- [PROBLEM STATEMENT] Produce a verbatim transcription of the records below, beginning at the line containing "Spot the white water" and ending at the final line; include only those lines.

- [TASK MATERIAL]
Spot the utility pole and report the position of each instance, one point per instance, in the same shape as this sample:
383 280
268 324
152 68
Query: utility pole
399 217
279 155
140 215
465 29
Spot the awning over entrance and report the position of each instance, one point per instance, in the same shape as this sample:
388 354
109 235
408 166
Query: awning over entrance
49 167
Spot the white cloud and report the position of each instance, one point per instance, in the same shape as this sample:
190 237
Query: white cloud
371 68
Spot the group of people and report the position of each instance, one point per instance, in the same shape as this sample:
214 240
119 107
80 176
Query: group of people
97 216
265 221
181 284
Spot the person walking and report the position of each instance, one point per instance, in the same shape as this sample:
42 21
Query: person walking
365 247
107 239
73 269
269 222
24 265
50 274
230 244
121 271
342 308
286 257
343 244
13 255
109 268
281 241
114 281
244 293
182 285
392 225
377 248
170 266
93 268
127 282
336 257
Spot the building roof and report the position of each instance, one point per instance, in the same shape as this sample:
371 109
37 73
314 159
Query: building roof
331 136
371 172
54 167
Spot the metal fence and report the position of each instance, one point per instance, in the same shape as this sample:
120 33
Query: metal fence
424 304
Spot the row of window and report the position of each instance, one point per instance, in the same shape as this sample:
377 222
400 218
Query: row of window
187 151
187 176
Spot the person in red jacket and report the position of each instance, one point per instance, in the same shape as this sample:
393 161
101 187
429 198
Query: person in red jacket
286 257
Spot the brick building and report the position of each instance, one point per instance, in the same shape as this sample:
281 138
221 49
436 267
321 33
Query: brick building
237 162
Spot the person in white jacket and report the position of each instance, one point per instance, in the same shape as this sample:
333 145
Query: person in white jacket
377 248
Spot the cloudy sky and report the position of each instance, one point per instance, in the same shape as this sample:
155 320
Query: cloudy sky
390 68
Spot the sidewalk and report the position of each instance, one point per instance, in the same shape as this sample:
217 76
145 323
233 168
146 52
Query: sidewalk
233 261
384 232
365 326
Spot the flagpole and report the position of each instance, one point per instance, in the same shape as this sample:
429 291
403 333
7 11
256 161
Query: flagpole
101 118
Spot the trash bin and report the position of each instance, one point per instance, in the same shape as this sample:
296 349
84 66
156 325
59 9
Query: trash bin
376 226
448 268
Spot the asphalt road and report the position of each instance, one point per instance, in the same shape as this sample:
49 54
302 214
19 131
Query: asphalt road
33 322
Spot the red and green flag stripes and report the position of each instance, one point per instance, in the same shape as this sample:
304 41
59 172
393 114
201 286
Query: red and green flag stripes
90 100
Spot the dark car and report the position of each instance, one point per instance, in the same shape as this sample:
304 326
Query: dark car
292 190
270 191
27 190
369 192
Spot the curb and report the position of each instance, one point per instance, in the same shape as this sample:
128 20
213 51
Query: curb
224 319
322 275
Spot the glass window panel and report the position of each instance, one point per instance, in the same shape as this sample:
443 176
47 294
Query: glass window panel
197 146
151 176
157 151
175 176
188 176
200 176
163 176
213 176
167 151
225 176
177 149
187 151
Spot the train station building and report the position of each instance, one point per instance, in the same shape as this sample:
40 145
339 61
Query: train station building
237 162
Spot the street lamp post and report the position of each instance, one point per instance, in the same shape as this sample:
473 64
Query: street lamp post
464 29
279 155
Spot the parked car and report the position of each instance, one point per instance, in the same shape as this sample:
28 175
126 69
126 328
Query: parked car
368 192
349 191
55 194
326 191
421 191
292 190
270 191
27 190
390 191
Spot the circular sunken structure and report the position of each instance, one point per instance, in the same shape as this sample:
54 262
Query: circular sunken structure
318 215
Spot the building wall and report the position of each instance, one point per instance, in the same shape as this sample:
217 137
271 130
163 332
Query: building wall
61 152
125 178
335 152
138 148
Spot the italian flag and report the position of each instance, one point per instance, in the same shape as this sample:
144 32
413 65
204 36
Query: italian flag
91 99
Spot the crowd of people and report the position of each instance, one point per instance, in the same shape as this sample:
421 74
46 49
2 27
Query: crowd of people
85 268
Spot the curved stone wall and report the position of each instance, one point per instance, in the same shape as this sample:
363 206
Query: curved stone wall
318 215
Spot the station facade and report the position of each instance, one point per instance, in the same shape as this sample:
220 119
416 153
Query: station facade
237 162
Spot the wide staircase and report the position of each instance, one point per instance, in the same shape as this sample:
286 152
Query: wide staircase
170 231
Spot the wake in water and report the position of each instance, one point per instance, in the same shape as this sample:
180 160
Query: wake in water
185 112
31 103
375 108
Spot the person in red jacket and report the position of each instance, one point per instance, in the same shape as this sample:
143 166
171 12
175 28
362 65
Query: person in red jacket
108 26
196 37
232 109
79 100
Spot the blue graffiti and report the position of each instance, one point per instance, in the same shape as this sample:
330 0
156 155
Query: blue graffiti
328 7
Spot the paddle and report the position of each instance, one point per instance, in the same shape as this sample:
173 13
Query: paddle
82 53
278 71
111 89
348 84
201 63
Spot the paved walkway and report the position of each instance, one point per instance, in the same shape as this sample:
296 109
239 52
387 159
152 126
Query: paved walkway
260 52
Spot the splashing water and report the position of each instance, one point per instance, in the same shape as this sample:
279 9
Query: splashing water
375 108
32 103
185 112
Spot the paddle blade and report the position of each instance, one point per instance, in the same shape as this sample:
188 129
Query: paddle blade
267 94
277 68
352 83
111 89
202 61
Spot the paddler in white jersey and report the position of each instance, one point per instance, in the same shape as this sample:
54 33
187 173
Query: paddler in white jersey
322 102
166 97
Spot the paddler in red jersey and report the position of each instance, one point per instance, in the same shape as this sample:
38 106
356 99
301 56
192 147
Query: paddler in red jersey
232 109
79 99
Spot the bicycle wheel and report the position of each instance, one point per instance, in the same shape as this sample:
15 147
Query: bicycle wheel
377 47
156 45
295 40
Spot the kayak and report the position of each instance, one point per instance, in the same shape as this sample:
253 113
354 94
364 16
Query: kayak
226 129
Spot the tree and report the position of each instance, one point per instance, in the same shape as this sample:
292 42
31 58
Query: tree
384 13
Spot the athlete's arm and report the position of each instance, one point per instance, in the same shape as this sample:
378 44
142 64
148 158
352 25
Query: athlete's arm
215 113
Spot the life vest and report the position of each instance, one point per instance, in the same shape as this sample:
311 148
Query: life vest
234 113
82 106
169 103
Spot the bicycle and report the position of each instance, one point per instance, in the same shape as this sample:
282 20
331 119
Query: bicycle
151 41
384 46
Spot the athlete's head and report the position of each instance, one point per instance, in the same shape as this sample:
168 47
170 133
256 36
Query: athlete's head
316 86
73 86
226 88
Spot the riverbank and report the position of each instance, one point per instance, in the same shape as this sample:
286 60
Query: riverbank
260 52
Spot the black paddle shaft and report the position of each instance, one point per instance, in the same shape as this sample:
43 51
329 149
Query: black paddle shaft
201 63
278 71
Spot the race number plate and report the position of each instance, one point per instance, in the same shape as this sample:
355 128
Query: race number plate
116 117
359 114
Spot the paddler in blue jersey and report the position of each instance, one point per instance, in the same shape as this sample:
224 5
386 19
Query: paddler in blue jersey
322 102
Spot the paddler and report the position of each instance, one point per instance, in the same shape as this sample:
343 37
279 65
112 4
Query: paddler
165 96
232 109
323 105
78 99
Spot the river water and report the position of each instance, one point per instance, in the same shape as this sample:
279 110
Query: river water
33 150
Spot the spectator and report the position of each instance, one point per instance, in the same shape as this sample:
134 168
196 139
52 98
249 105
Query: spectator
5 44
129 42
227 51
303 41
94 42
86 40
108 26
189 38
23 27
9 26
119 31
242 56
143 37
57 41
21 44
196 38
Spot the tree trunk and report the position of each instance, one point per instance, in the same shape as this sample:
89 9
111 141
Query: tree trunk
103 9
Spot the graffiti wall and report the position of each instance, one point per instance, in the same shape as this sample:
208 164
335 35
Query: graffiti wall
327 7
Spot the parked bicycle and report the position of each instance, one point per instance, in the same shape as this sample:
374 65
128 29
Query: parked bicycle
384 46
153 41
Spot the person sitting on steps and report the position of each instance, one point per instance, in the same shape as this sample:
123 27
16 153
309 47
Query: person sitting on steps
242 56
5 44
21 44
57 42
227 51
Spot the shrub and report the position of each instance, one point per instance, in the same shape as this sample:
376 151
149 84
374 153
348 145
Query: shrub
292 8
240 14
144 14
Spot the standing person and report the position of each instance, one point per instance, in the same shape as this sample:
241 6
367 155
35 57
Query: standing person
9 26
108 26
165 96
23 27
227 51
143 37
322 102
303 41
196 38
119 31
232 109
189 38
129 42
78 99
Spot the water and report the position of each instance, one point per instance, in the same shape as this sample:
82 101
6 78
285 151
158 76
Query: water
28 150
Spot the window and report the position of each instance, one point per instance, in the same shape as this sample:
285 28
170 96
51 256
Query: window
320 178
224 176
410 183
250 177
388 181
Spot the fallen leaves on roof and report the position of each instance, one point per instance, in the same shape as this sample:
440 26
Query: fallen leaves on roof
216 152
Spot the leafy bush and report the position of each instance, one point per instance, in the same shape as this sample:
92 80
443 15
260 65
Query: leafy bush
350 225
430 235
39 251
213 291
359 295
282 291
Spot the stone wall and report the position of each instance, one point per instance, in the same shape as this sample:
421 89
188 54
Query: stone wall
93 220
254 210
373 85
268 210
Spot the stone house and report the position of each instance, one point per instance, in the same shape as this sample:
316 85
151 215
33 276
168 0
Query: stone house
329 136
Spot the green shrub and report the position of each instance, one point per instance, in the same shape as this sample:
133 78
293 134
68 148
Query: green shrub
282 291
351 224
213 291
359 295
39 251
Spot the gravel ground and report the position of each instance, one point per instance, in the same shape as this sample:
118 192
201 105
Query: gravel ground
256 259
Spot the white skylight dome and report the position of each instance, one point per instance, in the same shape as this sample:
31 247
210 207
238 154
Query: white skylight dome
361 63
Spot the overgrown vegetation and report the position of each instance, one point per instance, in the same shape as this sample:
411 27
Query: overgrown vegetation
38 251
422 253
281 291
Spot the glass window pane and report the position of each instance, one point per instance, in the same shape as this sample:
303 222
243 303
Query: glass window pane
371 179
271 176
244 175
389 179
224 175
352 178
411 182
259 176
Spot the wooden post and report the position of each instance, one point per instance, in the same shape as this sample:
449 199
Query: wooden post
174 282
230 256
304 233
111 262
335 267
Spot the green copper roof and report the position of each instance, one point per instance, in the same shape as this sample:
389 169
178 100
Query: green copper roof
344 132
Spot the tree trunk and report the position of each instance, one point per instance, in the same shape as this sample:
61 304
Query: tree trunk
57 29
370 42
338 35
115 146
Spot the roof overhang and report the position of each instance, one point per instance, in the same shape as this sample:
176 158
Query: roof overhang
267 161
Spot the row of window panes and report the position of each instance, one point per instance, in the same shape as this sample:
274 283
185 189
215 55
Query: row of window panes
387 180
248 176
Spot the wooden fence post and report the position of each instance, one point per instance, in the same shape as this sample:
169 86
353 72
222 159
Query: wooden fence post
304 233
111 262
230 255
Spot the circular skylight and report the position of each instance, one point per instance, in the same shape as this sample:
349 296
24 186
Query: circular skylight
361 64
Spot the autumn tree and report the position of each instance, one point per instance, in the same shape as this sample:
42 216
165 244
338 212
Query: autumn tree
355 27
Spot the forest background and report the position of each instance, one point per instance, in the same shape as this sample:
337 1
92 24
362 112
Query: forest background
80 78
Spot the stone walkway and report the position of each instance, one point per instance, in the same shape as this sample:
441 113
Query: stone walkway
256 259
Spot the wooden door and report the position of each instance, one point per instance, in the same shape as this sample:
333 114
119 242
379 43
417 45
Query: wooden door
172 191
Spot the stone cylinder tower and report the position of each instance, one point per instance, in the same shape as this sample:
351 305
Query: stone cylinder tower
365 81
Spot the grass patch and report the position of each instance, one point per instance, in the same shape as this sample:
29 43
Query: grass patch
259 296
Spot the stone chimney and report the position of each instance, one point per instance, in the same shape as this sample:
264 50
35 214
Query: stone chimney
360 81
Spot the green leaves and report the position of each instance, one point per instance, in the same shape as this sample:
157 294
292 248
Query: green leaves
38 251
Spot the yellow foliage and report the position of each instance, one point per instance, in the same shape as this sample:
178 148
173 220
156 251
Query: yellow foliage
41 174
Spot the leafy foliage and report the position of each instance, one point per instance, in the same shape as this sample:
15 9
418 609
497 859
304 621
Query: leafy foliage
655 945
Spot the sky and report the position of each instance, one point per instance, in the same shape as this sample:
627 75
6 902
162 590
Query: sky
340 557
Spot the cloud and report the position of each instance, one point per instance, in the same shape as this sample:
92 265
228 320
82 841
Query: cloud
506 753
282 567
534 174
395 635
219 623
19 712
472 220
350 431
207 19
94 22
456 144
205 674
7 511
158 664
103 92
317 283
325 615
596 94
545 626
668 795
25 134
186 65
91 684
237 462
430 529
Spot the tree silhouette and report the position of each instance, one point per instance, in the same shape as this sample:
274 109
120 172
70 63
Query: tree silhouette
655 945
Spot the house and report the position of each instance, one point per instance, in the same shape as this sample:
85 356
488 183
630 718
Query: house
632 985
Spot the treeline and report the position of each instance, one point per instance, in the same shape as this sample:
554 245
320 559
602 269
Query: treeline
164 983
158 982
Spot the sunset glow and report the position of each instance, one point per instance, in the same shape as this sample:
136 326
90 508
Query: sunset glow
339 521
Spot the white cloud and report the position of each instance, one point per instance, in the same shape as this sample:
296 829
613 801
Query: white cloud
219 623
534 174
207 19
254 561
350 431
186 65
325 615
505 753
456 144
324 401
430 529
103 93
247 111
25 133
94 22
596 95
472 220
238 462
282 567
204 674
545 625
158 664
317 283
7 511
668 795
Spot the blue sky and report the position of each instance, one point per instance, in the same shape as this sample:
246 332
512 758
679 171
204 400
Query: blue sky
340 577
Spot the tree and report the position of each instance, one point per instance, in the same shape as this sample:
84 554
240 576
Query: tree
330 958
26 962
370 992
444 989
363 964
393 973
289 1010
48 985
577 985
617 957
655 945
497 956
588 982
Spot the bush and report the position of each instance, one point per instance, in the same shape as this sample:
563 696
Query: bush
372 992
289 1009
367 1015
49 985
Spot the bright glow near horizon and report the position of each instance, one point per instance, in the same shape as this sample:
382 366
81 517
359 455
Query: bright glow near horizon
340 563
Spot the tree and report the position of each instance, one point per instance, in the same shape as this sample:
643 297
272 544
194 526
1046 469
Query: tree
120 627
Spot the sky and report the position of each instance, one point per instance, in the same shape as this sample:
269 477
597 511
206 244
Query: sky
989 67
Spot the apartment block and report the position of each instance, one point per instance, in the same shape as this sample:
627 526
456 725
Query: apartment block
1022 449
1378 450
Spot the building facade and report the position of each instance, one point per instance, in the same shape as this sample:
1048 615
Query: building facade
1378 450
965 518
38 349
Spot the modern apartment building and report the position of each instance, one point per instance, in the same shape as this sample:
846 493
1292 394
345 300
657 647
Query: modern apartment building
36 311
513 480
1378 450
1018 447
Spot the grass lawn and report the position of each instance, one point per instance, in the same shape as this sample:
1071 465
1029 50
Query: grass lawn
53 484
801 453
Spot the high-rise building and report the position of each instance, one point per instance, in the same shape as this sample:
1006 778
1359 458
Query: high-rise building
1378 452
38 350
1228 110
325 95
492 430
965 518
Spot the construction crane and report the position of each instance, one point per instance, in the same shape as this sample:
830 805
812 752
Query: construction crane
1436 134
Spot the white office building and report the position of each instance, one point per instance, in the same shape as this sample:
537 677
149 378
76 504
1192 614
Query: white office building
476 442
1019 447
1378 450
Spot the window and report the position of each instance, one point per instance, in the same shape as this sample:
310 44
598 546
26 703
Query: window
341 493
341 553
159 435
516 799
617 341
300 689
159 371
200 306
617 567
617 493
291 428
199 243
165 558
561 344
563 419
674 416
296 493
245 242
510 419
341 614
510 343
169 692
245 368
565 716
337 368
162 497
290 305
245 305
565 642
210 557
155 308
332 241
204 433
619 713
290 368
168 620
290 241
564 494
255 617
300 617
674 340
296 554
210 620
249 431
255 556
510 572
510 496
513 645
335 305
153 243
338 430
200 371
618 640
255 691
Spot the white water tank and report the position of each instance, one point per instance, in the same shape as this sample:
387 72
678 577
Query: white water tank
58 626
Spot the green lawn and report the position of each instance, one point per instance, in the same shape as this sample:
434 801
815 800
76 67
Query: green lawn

- [ANSWER TO THIS EXERCISE]
Spot the white water tank and report the position of each instance, one point per instance, in the same shape as this sample:
387 72
678 577
Query: white water tank
58 626
Spot the green lawn and report the position of each instance, one point per instance, in the same shape as this sample:
434 801
815 800
76 67
Query: green lawn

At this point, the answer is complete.